§ **Aim of the exercise**:
In the page on GitLab's Infrastructure teams, shorten the paragraph beginning "Since GitLab both makes a developer platform" while keeping its main facts.

§ **Page**:
• • • • •
To accomplish these goals, we've defined four teams within Infrastructure to tackle:
Production: keeping GitLab.com available and scalable. This includes (among other things) ownership of staging, improving deployment processes, and building an infrastructure that enables development to go fast.
Database: keeping GitLab.com's database available, fast, and scalable.
Gitaly: making Git access available, scalable, and fast.
Collaboration Across the Company for Site Reliability
Individuals from the Infrastructure team frequently collaborate very closely with different product teams (e.g. Platform, Discussion, CI, Packaging, etc) and Reliability Experts from product teams collaborate closely with the Infrastructure team. Together, they work on the topics listed above, using the principles and methods of Site Reliability Engineering a little bit more each day.
Product / Infrastructure Feedback Loop
Since GitLab both makes a developer platform for users to create software, and runs it at scale on GitLab.com, there is a natural feedback loop between the features and scalability of the application and the operations of GitLab.com. The following scenarios govern how we balance the creation and improvement of our product with need to keep GitLab.com suitable for mission-critical customer workloads.
When the Feature Set is Ahead of GitLab.com Infrastructure
The Infrastructure team will prioritize implementing the applicable product features e.g. deployments
When a new Feature Set Duplicates Custom Tooling Already Used to Run GitLab.com
The Infrastructure team will adopt the new feature set if it results in less than a ~30% drop in nice-to-have functionality, because paying the switching cost and losing some functionality ultimately improves the product for customers and eventually ourselves
When GitLab.com Infrastructure is Ahead of the GitLab Product Feature Set
Infrastructure team should document the requirements with Product Management in an issue or epic
Both the product work, and custom work should be sized to understand the varying effort involved
Infrastructure should make clear to product management the time-frame in which the feature is needed
If product management feels the product work can happen in a realistic time-frame, infrastructure will wait for the feature and participate in it's creation
When PM documents that they cannot meet the time-frame or is in scope, our infrastructure team will create (with permission) custom tools or processes in the interest of keeping GitLab.com suitable for mission critical custom workloads
If outside of our scope or time-frame we should minimize our time spend. We will favor managed SaaS services over self-hosted, self-managed solutions.
• • • • •
Rows from a dataset
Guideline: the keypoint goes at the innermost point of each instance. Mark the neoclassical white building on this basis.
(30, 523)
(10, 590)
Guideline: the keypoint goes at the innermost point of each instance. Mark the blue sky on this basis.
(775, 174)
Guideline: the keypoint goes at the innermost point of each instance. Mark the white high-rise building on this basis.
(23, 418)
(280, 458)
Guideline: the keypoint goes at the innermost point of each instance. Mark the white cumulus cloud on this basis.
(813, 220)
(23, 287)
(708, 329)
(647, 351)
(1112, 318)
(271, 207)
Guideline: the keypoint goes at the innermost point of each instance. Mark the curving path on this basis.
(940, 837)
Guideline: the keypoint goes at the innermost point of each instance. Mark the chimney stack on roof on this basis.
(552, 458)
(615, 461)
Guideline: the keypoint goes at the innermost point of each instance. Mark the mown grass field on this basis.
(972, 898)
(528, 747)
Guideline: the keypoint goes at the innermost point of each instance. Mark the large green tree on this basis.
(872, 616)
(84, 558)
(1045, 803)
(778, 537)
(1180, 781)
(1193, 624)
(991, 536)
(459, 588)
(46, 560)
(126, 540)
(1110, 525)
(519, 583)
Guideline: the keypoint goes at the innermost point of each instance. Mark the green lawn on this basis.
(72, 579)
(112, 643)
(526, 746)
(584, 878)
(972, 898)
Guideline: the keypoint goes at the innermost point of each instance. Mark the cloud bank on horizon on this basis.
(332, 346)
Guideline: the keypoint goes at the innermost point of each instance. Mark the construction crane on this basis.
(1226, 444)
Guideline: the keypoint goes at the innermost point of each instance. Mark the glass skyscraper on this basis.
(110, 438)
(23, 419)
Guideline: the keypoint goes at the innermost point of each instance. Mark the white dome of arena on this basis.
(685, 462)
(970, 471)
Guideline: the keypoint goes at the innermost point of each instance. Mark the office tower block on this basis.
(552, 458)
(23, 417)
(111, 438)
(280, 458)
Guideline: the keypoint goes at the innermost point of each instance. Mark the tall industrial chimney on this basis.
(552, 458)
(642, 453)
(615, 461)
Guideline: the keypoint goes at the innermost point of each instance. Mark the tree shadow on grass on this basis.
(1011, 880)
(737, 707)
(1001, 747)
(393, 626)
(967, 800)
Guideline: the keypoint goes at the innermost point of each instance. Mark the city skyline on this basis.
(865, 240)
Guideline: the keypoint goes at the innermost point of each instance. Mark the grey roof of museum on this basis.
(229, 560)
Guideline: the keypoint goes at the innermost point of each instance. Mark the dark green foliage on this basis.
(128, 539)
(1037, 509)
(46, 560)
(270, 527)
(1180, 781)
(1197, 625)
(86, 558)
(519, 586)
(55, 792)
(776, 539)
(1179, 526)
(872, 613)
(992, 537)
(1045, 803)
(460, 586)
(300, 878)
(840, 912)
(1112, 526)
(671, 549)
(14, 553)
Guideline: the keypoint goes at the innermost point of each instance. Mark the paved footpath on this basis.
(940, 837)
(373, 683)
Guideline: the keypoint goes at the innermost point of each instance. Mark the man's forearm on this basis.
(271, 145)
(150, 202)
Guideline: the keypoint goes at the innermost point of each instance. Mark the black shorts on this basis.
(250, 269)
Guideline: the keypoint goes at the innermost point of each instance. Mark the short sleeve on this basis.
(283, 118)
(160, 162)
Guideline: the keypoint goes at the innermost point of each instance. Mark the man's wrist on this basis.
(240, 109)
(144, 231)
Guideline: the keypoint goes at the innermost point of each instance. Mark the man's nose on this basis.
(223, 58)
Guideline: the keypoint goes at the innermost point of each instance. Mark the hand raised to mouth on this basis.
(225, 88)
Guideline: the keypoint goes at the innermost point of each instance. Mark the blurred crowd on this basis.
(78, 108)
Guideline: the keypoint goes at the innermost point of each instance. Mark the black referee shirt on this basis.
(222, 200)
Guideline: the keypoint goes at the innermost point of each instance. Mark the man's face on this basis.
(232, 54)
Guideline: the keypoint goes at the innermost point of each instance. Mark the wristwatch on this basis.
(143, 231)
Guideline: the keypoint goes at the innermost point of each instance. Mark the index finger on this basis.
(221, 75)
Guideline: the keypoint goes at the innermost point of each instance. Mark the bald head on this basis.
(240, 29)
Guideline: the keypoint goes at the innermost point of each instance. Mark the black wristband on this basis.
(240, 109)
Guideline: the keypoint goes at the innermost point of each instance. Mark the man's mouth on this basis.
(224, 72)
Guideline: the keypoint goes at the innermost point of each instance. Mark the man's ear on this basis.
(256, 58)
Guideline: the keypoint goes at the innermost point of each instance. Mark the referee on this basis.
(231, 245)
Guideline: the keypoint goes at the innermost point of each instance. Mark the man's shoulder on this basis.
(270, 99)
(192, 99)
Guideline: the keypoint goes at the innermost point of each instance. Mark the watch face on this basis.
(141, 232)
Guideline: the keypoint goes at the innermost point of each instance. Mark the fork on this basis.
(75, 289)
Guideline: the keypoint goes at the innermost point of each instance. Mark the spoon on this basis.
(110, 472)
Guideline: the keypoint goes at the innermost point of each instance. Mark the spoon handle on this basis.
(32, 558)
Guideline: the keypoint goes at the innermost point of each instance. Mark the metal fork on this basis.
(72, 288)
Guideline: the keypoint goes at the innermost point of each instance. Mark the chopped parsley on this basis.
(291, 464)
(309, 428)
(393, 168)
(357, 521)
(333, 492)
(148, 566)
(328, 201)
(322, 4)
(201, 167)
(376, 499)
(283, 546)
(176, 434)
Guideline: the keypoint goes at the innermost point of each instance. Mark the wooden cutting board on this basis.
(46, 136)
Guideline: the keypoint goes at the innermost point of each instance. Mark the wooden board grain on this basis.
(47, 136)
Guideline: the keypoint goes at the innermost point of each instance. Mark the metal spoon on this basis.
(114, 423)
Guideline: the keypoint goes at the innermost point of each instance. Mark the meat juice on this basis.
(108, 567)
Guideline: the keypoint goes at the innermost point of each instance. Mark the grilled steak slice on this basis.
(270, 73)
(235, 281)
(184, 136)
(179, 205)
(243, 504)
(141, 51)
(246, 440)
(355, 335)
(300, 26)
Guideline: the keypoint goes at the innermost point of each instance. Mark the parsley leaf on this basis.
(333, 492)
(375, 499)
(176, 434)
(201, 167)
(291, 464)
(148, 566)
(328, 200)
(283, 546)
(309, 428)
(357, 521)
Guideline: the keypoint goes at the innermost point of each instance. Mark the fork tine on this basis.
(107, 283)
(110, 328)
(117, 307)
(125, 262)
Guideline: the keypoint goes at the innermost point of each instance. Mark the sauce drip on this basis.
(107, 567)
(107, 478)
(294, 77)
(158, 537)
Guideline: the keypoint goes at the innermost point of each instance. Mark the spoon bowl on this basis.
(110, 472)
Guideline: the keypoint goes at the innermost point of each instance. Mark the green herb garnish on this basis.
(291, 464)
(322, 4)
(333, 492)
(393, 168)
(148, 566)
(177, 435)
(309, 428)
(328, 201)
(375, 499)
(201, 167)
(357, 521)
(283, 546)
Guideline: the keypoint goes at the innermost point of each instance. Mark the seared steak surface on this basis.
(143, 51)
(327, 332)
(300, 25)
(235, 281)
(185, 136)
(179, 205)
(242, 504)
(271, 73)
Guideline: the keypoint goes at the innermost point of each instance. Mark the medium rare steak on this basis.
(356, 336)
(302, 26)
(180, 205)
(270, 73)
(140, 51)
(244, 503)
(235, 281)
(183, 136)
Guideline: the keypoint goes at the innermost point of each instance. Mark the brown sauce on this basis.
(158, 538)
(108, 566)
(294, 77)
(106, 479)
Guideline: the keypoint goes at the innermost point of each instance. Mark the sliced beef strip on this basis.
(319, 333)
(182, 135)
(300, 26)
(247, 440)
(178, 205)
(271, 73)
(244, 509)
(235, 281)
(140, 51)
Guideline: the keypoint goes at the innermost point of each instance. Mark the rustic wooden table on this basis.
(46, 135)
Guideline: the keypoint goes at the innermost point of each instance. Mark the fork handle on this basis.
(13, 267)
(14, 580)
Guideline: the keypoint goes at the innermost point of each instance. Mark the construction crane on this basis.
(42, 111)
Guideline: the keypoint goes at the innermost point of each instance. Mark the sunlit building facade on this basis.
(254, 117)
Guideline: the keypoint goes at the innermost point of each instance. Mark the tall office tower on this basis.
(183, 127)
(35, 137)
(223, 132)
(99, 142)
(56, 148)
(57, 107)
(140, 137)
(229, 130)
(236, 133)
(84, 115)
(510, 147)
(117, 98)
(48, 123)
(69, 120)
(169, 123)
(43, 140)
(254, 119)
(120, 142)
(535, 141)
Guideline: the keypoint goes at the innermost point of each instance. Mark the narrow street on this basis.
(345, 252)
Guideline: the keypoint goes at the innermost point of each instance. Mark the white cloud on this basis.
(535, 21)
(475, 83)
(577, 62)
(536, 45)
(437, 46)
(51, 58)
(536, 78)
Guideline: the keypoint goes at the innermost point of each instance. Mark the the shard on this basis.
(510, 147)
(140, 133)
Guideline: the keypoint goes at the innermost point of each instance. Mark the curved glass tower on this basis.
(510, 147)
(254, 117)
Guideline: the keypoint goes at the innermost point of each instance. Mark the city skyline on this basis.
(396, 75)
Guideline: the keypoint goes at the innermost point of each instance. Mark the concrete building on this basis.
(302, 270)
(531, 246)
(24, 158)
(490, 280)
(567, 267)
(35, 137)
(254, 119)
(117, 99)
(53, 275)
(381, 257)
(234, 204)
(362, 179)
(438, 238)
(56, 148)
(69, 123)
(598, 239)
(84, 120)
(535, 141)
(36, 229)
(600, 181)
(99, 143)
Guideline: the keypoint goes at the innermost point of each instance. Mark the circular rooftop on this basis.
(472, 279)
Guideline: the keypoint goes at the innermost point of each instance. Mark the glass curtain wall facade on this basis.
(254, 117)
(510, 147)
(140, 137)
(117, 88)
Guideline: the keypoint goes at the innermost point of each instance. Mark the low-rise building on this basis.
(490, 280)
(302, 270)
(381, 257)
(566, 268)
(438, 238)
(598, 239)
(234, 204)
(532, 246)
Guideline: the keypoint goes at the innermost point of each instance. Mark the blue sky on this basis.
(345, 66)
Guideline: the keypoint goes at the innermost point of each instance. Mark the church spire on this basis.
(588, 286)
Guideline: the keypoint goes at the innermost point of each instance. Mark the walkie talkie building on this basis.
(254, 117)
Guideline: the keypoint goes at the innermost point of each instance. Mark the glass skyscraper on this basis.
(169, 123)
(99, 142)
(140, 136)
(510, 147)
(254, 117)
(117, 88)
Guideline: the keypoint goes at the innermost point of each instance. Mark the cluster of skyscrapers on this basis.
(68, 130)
• • • • •
§ **The response**:
GitLab builds a developer platform and also runs it at scale on GitLab.com. This creates a natural feedback loop between the application's features and scalability and the operation of GitLab.com. The scenarios that follow set how product creation and improvement are balanced against keeping GitLab.com suitable for mission-critical customer workloads.